◆ **EXERCISES**:
[a] In the forum thread about attending a first convention, which convention does neweinstein say they might go to?
[b] Pick up the forum thread about attending a first convention where it stops, and carry it further.

+++ SELECTION +++

# First Con - what to do



## neweinstein (Oct 23, 2011)

I am thinking about going to a con in future (maybe EuroFurence next year). But as this is my first con - and from experiencing other "first" meetings - I have the fear that I will just be sitting in some corner as no one knows me and all people stick to their old groups and friends. I think that would just be a disappointment ...

What was your experience in such a situation? Is there something that I can do to avoid such? 

Sorry, I know that there are already some similar threads around ... but I still had the urge to ask.

neweinstein


----------



## Internet Police Chief (Nov 2, 2011)

Most conventions usually have a "meet and greet" kind of panel.

Other than that, it's what you make of it. Go meet people. Yeah, people are just going to stick to their friends if they don't have a reason to talk to you - that's the point of a convention: to see friends.


----------



## CatWaffles (Nov 2, 2011)

+++ SOURCE MATERIAL +++

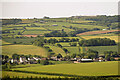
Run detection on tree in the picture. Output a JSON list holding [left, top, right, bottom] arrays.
[[57, 53, 62, 58], [71, 54, 76, 58], [40, 60, 49, 65], [57, 44, 62, 48], [63, 48, 68, 54]]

+++

◆ **RESULTS OF THE TASKS**:
[a] EuroFurence, possibly next year.

[b]
Well I'm a bit of a shy person, despite having a playful attitude when you get to know me. So I never really made any new friends when I attended Anthrocon, and I only knew like 2 furries irl that were attending, but they were selling stuff in the dealer's room. So I was on my own the entire convention.

Just attend the panels, events, etc. I had a lot of fun just walking around, taking pictures with fursuiters and watching them mess around. I'm going to go again in the upcoming AC and try to meet new people and be more social. I will be bringing a friend with me this time (hopefully) and I usually am more comfortable talking to new people when I have a friend with me. As said previously, it's what you make of it. Try to bring a friend with you!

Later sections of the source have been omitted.